WHAT THE TASK ASKS:
Emit the data below verbatim, stripping out any pictures.

Data items:
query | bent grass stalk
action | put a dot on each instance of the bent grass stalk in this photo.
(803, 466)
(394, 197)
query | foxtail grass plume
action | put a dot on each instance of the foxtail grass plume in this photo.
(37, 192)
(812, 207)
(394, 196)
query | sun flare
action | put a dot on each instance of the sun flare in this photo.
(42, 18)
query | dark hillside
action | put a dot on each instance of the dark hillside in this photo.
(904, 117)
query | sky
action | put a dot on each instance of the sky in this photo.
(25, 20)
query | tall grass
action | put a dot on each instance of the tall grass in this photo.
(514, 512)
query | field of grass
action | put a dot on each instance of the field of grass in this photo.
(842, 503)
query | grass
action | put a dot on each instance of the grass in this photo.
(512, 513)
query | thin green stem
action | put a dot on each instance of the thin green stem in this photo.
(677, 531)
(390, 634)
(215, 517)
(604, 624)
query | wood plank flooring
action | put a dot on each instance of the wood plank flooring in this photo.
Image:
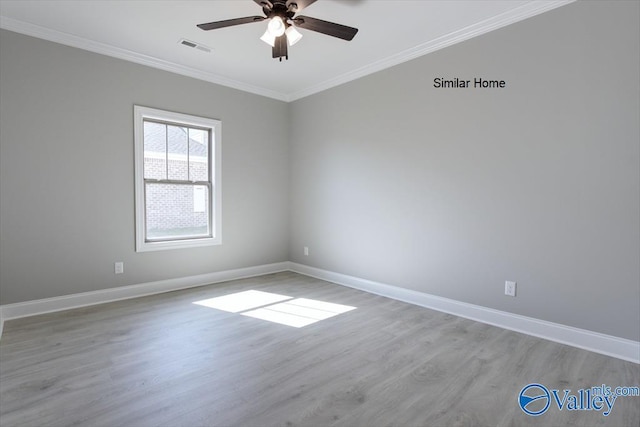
(164, 361)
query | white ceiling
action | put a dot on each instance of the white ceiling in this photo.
(148, 32)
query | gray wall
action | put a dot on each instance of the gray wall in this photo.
(453, 191)
(65, 219)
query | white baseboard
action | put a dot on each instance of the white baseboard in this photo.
(593, 341)
(66, 302)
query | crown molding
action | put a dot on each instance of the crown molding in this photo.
(517, 14)
(520, 13)
(128, 55)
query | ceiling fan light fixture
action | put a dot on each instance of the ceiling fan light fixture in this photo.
(276, 26)
(268, 38)
(293, 35)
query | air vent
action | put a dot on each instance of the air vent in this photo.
(194, 45)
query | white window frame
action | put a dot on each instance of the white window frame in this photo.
(141, 113)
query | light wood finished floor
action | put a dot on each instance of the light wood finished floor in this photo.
(163, 361)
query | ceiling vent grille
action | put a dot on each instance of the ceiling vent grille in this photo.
(194, 45)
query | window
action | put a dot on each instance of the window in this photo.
(177, 173)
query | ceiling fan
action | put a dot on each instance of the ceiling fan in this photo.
(283, 22)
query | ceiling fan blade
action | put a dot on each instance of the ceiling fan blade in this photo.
(279, 49)
(301, 4)
(230, 22)
(326, 27)
(268, 4)
(264, 3)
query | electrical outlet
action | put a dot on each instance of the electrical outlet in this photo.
(510, 288)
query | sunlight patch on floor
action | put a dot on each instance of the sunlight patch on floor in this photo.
(282, 309)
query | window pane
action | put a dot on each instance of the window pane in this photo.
(198, 155)
(177, 155)
(155, 150)
(176, 211)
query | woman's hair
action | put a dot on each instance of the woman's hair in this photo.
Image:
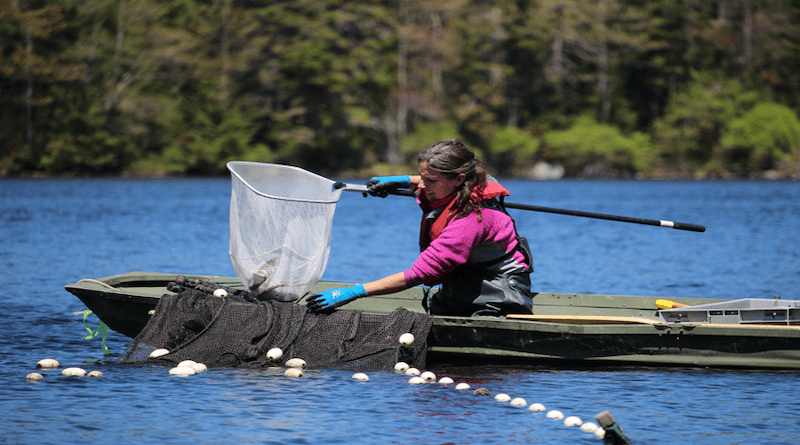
(451, 158)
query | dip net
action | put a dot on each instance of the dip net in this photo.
(280, 221)
(234, 332)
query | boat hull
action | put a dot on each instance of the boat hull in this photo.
(571, 330)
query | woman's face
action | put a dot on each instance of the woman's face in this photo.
(436, 185)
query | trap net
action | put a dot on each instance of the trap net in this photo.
(280, 221)
(234, 332)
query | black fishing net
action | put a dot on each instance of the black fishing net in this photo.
(234, 332)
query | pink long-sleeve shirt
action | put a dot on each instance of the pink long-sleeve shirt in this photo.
(463, 240)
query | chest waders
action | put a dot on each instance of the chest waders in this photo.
(491, 288)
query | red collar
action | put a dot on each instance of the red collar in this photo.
(431, 228)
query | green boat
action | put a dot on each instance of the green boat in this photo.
(565, 330)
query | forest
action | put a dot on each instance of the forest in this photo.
(684, 89)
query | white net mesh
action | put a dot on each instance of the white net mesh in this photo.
(281, 219)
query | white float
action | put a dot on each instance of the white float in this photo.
(555, 414)
(47, 363)
(74, 372)
(296, 363)
(502, 397)
(182, 371)
(293, 372)
(407, 338)
(159, 352)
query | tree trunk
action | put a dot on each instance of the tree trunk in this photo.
(225, 49)
(396, 130)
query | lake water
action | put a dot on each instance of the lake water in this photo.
(56, 232)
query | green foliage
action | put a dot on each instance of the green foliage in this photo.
(182, 87)
(511, 150)
(426, 133)
(589, 144)
(766, 134)
(693, 122)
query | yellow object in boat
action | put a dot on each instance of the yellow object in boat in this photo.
(667, 304)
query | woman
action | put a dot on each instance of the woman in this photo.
(468, 242)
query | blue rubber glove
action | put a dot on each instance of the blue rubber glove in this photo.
(382, 185)
(332, 298)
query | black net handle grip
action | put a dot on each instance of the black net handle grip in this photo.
(533, 208)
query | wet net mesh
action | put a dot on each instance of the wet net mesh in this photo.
(281, 218)
(234, 332)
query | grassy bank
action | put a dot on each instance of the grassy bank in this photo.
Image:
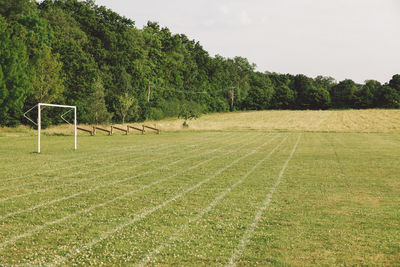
(363, 121)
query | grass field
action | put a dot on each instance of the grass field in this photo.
(243, 197)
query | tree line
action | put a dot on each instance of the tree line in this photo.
(78, 53)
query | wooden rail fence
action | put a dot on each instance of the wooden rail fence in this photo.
(135, 128)
(120, 129)
(85, 130)
(152, 128)
(101, 129)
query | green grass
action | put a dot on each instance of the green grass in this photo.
(201, 198)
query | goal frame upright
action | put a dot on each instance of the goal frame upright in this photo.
(39, 124)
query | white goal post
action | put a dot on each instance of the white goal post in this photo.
(39, 119)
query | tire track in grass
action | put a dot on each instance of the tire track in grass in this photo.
(48, 188)
(43, 204)
(41, 227)
(62, 163)
(75, 166)
(116, 159)
(145, 260)
(247, 235)
(73, 174)
(147, 212)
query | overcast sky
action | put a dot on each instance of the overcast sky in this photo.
(356, 39)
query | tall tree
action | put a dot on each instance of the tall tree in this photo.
(343, 94)
(47, 82)
(15, 84)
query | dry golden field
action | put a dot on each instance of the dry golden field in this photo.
(362, 121)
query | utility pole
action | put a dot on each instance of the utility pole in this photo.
(232, 97)
(148, 91)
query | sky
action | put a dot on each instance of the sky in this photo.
(344, 39)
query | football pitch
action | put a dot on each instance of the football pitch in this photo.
(201, 198)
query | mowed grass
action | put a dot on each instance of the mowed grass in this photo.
(202, 198)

THE RESPONSE:
query | bent grass stalk
action | put a dot on each instance of the bent grass stalk in this photo.
(803, 466)
(394, 197)
query | foxtail grass plume
action | put a dot on each instance of the foxtail grass plume in this photo.
(37, 192)
(812, 207)
(394, 196)
query | sun flare
action | put a dot on each instance of the sun flare in this photo.
(42, 18)
query | dark hillside
action | put a dot on each instance of the dark hillside in this photo.
(904, 117)
query | sky
action | put a dot on each instance of the sky in this photo.
(25, 20)
query | tall grass
action | put a dot on each instance of the tall grass in this photo.
(514, 512)
query | field of grass
action | put a dot on each instance of the field of grass in this photo.
(842, 503)
query | grass
action | put a dot on each instance of the grass in this photo.
(512, 513)
query | thin green stem
action | put a dot on each instance of the thin green stem in this photo.
(677, 531)
(390, 634)
(215, 517)
(604, 624)
query | wood plank flooring
action | put a dot on each instance of the wood plank flooring in this photo.
Image:
(164, 361)
query | white ceiling
action | put a dot on each instance of the white ceiling in this photo.
(148, 32)
query | gray wall
action | put a dot on each instance of the gray wall in this photo.
(453, 191)
(65, 219)
query | white baseboard
action | put a dot on each instance of the white baseboard in this photo.
(593, 341)
(66, 302)
query | crown molding
action | put a dot on each instance of the crown molding in this photo.
(517, 14)
(520, 13)
(128, 55)
query | ceiling fan light fixture
action | put a dot on each instance of the ceiling fan light fixture in this photo.
(276, 26)
(268, 38)
(293, 35)
query | air vent
action | put a dot on each instance of the air vent in this photo.
(194, 45)
query | white window frame
action | put a dot on each instance of the white window frame in this photo.
(141, 113)
query | light wood finished floor
action | put a dot on each instance of the light wood finished floor in this photo.
(163, 361)
query | ceiling vent grille
action | put a dot on each instance of the ceiling vent grille in this photo.
(194, 45)
query | window
action | put a dot on each instance of the window in this photo.
(177, 173)
query | ceiling fan
action | put a dot on each instance of the ceiling fan in this photo.
(283, 22)
query | ceiling fan blade
action | put a dot on each instance of the ceiling fan blade in this photo.
(279, 49)
(301, 4)
(230, 22)
(326, 27)
(268, 4)
(264, 3)
query | electrical outlet
action | put a dot on each instance of the electrical outlet in this photo.
(510, 288)
query | sunlight patch on floor
action | put a dot on each instance of the sunlight patch on floor in this photo.
(282, 309)
query | window pane
action | put a dot on each instance of the window pane in this photo.
(198, 155)
(177, 155)
(155, 150)
(176, 211)
query | woman's hair
action | put a dot on each instance of the woman's hair in this photo.
Image:
(451, 158)
query | dip net
action | put a dot on each instance of the dip net in this photo.
(280, 221)
(234, 332)
query | boat hull
action | put a dot on each instance of the boat hull in this photo.
(571, 330)
query | woman's face
action | put a dot on each instance of the woman's face in this photo.
(436, 185)
query | trap net
action | put a dot on each instance of the trap net in this photo.
(280, 221)
(234, 332)
query | black fishing net
action | put a dot on each instance of the black fishing net in this photo.
(234, 332)
query | pink long-sleeve shirt
action | put a dot on each instance of the pink long-sleeve shirt in this photo.
(463, 240)
query | chest waders
action | put a dot on each instance of the chest waders in this photo.
(491, 288)
query | red collar
action | put a dot on each instance of the red collar in this photo.
(431, 228)
query | green boat
action | put a dot on each instance of the green boat in this photo.
(565, 330)
query | forest
action | put a dot on each instance of the forest in this photo.
(684, 89)
query | white net mesh
action | put a dot on each instance of the white net mesh in this photo.
(281, 219)
query | white float
action | put a dot on each instance of the white float in this photo.
(555, 414)
(47, 363)
(74, 372)
(296, 363)
(502, 397)
(182, 371)
(293, 372)
(407, 338)
(159, 352)
query | tree trunk
action | put a dot on each instance of the tree trunk in this photo.
(225, 49)
(396, 130)
query | lake water
action | put a dot on each instance of the lake water in this photo.
(56, 232)
query | green foliage
action | put a dot on each instance of the green foliage in this photo.
(182, 87)
(511, 150)
(426, 133)
(589, 144)
(766, 134)
(693, 122)
query | yellow object in boat
action | put a dot on each instance of the yellow object in boat in this photo.
(667, 304)
query | woman
action | put a dot on each instance of the woman in this photo.
(468, 242)
query | blue rubber glove
action | put a dot on each instance of the blue rubber glove in this photo.
(382, 185)
(332, 298)
query | black net handle grip
action | put a dot on each instance of the black net handle grip in this photo.
(533, 208)
query | wet net mesh
action | put a dot on each instance of the wet net mesh in this photo.
(281, 218)
(234, 332)
query | grassy bank
action | put a dot on each instance of the grassy bank in this photo.
Image:
(363, 121)
query | grass field
action | put a dot on each instance of the grass field in this photo.
(243, 197)
query | tree line
action | put a dot on each instance of the tree line in this photo.
(78, 53)
query | wooden rail fence
action | put a dot on each instance of the wooden rail fence in this photo.
(135, 128)
(120, 129)
(85, 130)
(152, 128)
(101, 129)
query | green grass
action | put a dot on each instance of the green grass in this photo.
(201, 198)
query | goal frame upright
action | put a dot on each instance of the goal frame upright in this photo.
(39, 124)
query | white goal post
action | put a dot on each instance of the white goal post in this photo.
(39, 119)
query | tire track in grass
action | put a dot on each instance of the tire track in grass in this photo.
(48, 188)
(43, 204)
(41, 227)
(62, 163)
(75, 166)
(116, 159)
(145, 260)
(247, 235)
(73, 174)
(147, 212)
query | overcast sky
action | put a dot on each instance of the overcast sky in this photo.
(356, 39)
query | tall tree
action | put a dot on each instance of the tall tree in this photo.
(343, 94)
(47, 82)
(15, 84)
query | dry golden field
action | put a dot on each instance of the dry golden field in this photo.
(362, 121)
query | utility pole
action | put a dot on each instance of the utility pole in this photo.
(232, 97)
(148, 91)
query | sky
action | put a dot on each instance of the sky in this photo.
(344, 39)
query | football pitch
action | put a dot on each instance of the football pitch in this photo.
(201, 198)
query | mowed grass
action | put a dot on each instance of the mowed grass in this photo.
(202, 198)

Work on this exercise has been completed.